» Required task
Copy the records below word for word, starting with the line that contains "Please spot the man's arm" and going on through the line that contains "point(489, 842)".
— START Data provided —
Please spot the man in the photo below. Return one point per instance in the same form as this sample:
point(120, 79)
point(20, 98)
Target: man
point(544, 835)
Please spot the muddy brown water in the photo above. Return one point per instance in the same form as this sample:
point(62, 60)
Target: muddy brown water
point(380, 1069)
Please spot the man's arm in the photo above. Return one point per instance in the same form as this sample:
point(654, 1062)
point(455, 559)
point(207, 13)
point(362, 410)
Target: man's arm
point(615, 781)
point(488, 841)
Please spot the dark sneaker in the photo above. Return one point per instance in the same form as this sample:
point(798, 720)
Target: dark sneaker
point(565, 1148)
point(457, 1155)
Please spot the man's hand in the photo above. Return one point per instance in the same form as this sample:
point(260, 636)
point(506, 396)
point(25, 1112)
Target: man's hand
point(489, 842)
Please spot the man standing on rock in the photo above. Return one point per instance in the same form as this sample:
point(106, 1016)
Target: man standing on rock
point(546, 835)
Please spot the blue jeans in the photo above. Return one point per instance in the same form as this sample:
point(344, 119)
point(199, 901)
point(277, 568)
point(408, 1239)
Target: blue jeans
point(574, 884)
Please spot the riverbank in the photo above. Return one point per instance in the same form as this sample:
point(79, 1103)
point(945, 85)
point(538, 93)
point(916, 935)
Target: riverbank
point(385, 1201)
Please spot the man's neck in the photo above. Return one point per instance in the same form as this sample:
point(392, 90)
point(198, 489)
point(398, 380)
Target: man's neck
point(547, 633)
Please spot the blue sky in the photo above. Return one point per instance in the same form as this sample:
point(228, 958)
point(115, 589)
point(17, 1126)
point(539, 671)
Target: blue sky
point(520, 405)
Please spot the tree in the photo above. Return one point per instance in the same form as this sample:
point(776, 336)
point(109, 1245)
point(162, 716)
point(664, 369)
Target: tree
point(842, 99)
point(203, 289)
— END Data provided —
» Result of this task
Please spot the man's arm in the photo above. Return one point per instance in the same form as this sample:
point(654, 1062)
point(455, 559)
point(207, 13)
point(362, 410)
Target: man's arm
point(615, 781)
point(488, 841)
Please spot the dark sneaker in the photo above. Return one point per instance in the same form as this sample:
point(798, 720)
Target: dark sneaker
point(565, 1148)
point(457, 1155)
Please spot the man's hand in the photo above. Return one point per instance in the same form as this sample:
point(260, 636)
point(506, 396)
point(25, 1112)
Target: man's hand
point(489, 842)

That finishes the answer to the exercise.